- **Set task**
Copy the line with "Task: point to each instance of the flower bud" and all lines following it through the last line of the entries, exactly as written.

- **Data in this exercise**
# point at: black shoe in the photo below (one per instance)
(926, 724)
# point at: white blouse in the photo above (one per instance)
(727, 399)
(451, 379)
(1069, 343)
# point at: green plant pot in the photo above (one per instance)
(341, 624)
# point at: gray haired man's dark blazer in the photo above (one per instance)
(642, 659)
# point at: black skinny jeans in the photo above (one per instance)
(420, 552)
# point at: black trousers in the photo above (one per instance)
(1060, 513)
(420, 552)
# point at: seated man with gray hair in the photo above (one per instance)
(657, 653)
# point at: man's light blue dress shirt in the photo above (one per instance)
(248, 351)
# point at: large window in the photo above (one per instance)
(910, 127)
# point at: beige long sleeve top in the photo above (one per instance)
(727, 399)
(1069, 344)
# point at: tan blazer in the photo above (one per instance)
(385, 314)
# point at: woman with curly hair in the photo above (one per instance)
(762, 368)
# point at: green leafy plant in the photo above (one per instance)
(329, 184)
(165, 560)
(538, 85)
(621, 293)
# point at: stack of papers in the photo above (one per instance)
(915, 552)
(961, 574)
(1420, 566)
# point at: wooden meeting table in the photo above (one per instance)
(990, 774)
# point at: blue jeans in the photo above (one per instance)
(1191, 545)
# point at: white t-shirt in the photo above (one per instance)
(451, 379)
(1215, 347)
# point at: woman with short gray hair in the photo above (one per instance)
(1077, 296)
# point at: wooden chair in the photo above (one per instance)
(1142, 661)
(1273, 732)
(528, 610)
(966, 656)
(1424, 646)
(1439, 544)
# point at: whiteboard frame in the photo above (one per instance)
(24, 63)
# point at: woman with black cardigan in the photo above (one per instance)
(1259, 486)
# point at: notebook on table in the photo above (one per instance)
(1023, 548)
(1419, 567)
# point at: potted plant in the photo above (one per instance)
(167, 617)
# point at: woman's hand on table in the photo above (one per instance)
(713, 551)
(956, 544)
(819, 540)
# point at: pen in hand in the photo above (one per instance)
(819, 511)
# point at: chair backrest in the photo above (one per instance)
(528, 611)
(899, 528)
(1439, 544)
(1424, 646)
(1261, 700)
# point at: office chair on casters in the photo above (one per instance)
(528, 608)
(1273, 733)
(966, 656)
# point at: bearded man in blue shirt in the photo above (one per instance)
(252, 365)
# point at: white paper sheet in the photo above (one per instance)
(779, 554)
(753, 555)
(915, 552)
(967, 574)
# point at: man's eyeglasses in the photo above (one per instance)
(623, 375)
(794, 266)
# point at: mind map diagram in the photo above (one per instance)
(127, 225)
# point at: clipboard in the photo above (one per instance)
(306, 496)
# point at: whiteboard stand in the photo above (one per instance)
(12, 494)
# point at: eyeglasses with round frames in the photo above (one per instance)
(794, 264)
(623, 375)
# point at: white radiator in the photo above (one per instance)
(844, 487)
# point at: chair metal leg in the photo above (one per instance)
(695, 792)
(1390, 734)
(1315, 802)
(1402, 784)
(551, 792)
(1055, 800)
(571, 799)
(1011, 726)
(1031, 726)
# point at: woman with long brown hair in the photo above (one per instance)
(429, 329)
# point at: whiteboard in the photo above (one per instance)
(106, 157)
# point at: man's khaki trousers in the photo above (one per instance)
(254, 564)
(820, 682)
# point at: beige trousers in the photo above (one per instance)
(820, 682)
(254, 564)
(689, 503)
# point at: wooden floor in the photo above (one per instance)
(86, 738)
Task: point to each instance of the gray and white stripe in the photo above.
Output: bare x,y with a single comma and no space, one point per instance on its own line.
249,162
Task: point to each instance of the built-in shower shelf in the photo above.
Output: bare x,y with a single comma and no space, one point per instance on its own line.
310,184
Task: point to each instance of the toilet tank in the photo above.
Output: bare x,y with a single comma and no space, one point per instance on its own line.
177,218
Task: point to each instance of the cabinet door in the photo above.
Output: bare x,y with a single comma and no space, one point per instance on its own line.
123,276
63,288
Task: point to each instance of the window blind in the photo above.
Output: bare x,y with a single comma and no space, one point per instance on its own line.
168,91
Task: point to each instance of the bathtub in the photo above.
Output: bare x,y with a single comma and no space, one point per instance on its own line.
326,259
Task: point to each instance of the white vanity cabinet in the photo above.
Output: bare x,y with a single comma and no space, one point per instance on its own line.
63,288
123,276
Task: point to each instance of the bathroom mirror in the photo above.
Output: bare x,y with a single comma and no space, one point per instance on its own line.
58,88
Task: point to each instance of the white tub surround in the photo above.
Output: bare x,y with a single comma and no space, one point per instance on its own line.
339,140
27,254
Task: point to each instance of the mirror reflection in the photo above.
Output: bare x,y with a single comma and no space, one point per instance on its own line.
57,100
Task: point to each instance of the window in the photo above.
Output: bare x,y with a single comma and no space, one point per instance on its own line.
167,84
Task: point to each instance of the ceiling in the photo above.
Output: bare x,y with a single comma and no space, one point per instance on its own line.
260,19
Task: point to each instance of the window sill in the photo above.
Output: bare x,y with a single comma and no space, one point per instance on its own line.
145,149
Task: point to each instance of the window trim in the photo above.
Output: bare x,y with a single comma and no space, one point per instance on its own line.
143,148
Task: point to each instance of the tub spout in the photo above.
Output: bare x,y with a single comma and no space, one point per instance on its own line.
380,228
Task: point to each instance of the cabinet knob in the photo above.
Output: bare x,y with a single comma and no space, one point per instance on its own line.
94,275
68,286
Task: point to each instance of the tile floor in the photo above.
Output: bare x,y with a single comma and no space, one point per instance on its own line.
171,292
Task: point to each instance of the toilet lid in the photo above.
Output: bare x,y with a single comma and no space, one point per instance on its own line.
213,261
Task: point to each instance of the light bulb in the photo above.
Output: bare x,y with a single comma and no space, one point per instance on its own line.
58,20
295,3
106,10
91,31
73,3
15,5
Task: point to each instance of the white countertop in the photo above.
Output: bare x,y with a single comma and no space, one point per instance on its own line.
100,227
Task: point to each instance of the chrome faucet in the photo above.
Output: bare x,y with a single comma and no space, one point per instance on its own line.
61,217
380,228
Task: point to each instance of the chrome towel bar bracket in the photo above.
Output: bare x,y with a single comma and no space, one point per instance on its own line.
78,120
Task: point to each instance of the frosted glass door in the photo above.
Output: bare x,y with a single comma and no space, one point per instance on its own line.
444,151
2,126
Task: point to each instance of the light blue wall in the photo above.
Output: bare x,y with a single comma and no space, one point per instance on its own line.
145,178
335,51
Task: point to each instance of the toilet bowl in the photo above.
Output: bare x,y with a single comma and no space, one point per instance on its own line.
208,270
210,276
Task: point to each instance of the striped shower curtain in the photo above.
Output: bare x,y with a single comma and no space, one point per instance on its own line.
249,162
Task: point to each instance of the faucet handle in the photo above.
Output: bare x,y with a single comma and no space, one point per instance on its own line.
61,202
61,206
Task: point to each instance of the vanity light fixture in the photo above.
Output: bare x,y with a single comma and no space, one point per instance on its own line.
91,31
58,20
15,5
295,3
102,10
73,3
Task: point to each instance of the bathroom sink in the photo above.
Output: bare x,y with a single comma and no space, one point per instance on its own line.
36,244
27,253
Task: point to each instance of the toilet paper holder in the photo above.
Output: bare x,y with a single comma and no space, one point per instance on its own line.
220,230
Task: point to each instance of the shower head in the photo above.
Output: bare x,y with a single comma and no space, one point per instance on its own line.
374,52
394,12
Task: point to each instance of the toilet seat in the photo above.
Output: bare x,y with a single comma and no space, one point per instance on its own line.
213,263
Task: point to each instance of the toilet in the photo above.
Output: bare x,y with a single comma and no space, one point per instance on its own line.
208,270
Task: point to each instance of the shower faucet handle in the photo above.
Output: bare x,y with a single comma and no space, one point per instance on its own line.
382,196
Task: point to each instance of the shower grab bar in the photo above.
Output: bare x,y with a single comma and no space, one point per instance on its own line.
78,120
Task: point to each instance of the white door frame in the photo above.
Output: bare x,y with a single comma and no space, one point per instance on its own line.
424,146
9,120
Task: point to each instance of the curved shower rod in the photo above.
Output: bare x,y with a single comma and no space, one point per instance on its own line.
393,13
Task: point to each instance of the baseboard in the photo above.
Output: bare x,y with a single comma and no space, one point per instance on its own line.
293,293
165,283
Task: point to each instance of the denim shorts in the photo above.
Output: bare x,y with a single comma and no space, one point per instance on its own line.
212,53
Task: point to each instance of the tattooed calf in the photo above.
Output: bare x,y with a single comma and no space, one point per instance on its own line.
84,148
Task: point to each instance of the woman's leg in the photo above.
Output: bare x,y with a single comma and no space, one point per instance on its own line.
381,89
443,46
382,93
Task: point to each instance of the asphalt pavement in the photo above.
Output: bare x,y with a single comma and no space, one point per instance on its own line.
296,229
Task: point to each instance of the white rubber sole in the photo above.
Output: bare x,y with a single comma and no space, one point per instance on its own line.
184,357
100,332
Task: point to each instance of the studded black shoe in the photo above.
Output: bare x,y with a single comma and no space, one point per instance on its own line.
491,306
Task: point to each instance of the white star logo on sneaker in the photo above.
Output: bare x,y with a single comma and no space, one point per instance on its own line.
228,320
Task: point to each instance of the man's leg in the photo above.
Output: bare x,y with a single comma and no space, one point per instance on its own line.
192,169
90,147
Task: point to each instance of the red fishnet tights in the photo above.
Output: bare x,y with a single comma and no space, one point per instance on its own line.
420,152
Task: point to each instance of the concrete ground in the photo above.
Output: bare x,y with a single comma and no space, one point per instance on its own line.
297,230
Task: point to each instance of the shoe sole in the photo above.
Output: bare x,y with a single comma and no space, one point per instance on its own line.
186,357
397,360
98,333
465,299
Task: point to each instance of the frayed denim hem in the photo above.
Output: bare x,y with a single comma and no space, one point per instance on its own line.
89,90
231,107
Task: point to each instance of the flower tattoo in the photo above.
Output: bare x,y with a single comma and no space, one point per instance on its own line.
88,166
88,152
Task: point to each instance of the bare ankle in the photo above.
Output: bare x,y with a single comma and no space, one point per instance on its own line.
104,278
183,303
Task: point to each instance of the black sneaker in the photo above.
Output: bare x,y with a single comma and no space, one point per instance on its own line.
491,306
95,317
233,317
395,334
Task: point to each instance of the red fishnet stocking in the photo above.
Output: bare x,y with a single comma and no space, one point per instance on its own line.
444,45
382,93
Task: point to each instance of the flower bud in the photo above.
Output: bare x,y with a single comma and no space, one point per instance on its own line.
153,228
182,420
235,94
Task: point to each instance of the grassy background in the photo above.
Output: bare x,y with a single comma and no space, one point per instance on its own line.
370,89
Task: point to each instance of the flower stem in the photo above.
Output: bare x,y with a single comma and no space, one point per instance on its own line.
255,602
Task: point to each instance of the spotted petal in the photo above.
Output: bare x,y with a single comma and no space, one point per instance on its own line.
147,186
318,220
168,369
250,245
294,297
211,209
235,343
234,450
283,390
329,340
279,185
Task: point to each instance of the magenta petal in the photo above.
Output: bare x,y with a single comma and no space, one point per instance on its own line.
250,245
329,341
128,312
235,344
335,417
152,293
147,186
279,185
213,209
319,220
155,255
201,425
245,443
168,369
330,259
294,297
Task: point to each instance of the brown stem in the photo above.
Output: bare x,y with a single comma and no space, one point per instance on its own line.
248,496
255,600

- **Solution to this task**
Task: point to each instance of the flower bud in the photo above.
Output: bare x,y with a single comma and no space, one point per instance on its own line.
153,228
182,420
235,94
Task: point to each instance of the grassy background in the photo above.
Output: bare x,y with a single comma and no space, one point per instance on its own line.
370,89
Task: point to each instance of the flower stem in the photo above.
Output: bare x,y with a single comma and no space, one point per instance on its own line.
255,602
Task: point to each instance of the spotted petal in the photo above.
Output: bare x,y with a single comma and no space, one point per instance on its own line.
147,186
318,220
168,369
250,245
294,297
211,209
235,343
234,450
283,390
329,340
279,185
Task: point to each instance of the magenta petal in the photo above.
Output: bare x,y with a single comma and no space, one point per instance on its own line.
250,245
329,341
128,312
235,344
335,417
152,293
147,186
279,185
213,209
319,220
155,255
201,425
245,443
168,369
330,259
294,297
Task: point to each instance of the brown stem in the photo above.
Output: bare x,y with a single comma and no space, one point per instance on its own line.
248,496
255,600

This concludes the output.